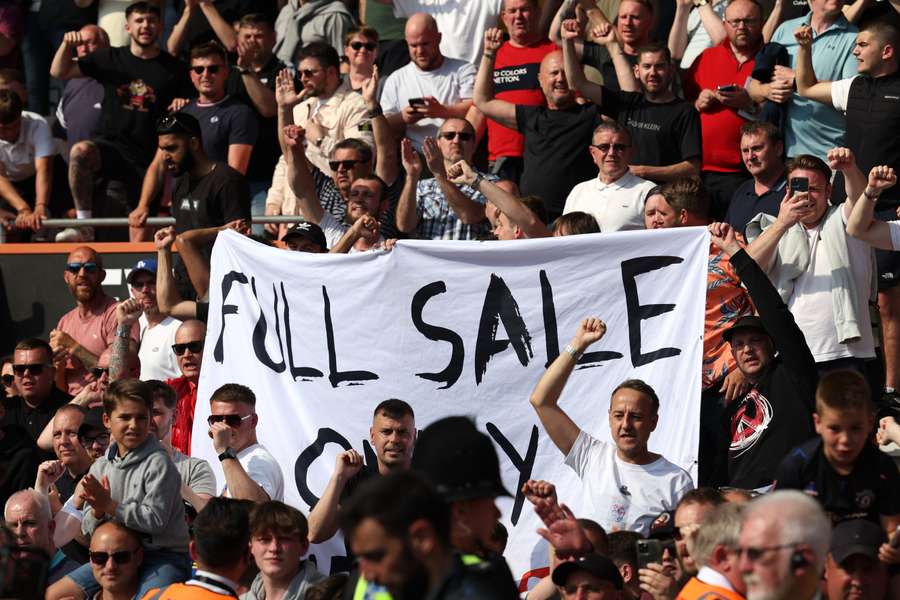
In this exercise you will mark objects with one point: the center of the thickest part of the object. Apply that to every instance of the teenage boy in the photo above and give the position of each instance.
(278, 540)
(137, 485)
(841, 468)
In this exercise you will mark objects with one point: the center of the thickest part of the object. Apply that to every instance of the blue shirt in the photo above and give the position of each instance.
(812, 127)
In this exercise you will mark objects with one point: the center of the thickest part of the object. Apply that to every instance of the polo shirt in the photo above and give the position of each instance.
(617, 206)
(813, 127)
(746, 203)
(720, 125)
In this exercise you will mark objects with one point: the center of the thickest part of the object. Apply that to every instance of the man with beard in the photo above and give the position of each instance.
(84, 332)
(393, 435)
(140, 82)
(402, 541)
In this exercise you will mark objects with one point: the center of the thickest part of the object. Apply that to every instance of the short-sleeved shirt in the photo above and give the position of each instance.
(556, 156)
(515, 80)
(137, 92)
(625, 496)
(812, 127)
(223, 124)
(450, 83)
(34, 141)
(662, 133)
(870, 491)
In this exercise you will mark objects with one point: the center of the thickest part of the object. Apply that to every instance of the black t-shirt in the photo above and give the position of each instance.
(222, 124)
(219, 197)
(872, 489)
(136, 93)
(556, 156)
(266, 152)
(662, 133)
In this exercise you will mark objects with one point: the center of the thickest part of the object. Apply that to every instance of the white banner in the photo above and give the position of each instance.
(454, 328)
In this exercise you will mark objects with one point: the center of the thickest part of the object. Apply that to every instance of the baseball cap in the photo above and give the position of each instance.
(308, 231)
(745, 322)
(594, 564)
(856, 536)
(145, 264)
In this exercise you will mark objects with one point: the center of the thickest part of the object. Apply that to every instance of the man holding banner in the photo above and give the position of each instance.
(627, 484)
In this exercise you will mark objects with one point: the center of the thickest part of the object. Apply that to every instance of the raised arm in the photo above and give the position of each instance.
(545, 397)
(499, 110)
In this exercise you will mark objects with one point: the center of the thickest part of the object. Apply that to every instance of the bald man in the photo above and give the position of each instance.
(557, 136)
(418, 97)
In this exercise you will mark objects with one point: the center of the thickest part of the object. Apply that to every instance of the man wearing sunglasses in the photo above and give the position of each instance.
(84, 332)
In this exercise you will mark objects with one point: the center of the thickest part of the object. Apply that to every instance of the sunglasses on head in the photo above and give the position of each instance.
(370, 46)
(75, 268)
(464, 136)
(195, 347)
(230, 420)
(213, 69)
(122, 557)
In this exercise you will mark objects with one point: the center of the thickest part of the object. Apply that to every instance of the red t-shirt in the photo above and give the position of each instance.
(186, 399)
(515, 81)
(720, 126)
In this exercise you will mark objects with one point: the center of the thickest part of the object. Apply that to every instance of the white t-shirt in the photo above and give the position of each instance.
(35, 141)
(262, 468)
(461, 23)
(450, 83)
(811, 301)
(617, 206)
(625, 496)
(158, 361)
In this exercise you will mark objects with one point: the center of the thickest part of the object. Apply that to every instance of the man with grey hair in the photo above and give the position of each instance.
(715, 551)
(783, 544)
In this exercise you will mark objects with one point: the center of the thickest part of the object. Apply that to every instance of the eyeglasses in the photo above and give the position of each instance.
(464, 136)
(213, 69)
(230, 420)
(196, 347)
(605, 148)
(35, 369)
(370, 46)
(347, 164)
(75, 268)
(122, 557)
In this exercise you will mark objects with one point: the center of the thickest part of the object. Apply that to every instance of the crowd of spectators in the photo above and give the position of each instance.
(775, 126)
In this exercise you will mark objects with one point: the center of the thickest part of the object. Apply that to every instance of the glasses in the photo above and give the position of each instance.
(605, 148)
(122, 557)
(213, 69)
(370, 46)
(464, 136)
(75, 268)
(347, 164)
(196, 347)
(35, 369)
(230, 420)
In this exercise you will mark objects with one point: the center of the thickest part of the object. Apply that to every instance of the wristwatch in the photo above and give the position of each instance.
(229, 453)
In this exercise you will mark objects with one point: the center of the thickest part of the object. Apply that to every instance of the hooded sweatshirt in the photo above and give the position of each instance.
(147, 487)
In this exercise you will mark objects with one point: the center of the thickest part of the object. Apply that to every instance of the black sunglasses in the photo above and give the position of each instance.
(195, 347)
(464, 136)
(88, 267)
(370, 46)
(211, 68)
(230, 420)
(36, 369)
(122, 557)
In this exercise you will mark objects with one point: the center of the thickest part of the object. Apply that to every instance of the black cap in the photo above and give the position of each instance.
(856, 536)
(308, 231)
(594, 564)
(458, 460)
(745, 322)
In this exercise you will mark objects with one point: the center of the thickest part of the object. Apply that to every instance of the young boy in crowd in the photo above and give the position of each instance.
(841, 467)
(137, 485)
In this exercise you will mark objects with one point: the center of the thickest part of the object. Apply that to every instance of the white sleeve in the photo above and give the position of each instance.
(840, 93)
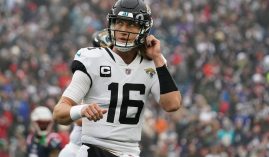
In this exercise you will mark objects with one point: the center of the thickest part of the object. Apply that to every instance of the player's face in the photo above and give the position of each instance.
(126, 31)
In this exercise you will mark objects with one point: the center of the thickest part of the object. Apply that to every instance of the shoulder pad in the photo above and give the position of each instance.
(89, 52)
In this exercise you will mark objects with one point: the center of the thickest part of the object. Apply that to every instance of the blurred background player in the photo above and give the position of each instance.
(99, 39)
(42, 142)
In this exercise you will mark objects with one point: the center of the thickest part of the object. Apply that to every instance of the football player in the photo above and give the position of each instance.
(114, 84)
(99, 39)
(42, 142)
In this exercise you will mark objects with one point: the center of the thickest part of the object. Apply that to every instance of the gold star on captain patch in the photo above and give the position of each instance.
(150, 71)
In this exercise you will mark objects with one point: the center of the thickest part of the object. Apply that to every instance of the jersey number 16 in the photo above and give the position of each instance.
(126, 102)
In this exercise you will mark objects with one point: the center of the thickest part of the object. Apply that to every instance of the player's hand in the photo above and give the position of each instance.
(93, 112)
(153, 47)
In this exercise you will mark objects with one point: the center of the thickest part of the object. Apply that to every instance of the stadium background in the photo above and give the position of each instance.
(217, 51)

...

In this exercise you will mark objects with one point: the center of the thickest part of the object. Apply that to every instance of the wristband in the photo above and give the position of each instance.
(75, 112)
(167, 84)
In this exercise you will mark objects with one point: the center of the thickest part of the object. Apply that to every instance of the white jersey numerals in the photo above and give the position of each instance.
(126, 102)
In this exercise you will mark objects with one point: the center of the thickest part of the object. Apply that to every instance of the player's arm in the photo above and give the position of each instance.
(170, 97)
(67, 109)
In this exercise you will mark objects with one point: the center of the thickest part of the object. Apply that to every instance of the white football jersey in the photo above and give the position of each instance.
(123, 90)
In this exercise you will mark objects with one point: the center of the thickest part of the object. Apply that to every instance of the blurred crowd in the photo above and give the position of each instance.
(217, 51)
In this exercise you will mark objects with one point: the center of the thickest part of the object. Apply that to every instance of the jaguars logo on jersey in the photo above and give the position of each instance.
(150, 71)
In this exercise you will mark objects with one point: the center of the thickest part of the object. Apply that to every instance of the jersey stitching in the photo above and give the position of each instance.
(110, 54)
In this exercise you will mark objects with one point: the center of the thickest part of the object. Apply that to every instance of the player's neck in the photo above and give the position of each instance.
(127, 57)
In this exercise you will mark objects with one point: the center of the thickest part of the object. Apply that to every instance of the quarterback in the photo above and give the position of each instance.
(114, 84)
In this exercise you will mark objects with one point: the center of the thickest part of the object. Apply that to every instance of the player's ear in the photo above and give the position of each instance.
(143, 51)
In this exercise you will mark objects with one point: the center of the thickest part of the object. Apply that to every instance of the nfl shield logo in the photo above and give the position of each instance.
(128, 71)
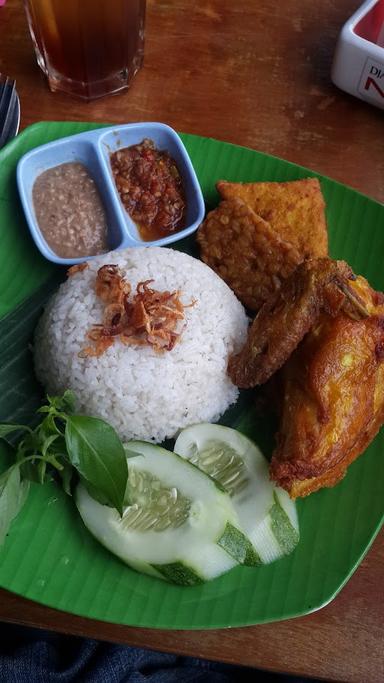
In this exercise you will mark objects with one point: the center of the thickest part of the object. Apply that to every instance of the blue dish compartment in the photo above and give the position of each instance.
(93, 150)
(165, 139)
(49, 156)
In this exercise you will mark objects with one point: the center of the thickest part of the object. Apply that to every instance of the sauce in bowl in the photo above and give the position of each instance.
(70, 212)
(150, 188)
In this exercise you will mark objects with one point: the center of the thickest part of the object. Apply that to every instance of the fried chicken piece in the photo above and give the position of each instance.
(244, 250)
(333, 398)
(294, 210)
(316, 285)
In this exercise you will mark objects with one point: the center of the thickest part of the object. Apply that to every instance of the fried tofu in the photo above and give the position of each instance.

---

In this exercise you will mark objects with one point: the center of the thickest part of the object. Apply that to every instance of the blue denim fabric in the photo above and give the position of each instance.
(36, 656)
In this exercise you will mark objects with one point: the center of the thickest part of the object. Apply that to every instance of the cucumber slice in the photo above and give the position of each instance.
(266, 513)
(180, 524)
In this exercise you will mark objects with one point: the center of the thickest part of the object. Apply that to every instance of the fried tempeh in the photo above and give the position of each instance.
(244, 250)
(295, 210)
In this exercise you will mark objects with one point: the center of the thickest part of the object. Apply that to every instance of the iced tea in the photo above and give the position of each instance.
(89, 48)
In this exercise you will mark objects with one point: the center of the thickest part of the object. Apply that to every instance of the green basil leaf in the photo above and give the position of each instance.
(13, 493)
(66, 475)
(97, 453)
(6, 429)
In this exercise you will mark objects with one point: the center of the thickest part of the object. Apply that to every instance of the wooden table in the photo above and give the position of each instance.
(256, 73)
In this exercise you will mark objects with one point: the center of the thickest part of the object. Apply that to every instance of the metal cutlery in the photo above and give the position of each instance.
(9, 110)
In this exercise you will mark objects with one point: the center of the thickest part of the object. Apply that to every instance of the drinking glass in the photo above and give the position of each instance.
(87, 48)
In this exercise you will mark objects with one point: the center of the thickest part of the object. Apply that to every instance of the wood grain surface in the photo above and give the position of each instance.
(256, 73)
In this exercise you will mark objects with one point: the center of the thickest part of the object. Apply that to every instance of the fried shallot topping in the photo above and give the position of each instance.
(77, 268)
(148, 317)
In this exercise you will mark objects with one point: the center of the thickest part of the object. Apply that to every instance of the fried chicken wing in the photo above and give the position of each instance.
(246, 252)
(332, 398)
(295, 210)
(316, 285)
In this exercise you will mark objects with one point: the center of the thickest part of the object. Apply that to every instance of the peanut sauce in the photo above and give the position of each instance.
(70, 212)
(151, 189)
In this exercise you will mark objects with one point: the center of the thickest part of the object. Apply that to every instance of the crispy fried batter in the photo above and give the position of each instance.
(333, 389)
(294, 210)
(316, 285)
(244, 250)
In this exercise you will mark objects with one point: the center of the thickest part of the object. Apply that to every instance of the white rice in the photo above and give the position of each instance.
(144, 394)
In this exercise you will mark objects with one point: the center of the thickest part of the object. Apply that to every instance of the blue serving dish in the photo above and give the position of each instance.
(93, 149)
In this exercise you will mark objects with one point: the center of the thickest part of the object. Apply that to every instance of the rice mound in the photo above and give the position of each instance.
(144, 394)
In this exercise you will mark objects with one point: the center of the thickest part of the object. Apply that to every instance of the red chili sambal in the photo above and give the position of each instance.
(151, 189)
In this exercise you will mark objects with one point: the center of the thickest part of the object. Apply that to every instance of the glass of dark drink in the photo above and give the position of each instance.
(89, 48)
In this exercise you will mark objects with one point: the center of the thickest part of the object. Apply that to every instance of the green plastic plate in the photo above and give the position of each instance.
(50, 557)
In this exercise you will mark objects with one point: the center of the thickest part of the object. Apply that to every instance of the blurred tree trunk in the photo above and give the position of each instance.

▶ _Problem_
Swap "fried chicken piece" for "fried chicken drumstick" in the lines between the one holding "the nfl shield" and the one holding "the fried tofu", inclusive, and give those lines again with nothing else changed. Leave the pictures out of the answer.

▶ _Response to this task_
In this exercise you will mark objects with one point: the center of the thickest part of the object. Apply that to every instance of the nfl shield logo in the photo above and give the position of each instance.
(128, 71)
In this exercise you will mark objects with one point: the center of the thickest part of the object. Apply that to every instance of the blue dish compartment in the photo above and give the position of each instance.
(93, 150)
(165, 139)
(49, 156)
In this exercise you will mark objects with one point: the center of the thickest part of the object. Apply that to every instance of the sauce in bowl in the photo above and give the position of each instance.
(70, 212)
(150, 188)
In this exercise you will mark objects with one point: the center of the thickest part of the object. Apply that to every instance of the fried chicken drumstick in the photo above and give the position of each instance.
(244, 250)
(333, 398)
(294, 210)
(316, 285)
In this exercise you will mark objects with one point: the center of the thickest part of the object. Apply that to every instance of the fried tofu in the photo above and give the position of each instance.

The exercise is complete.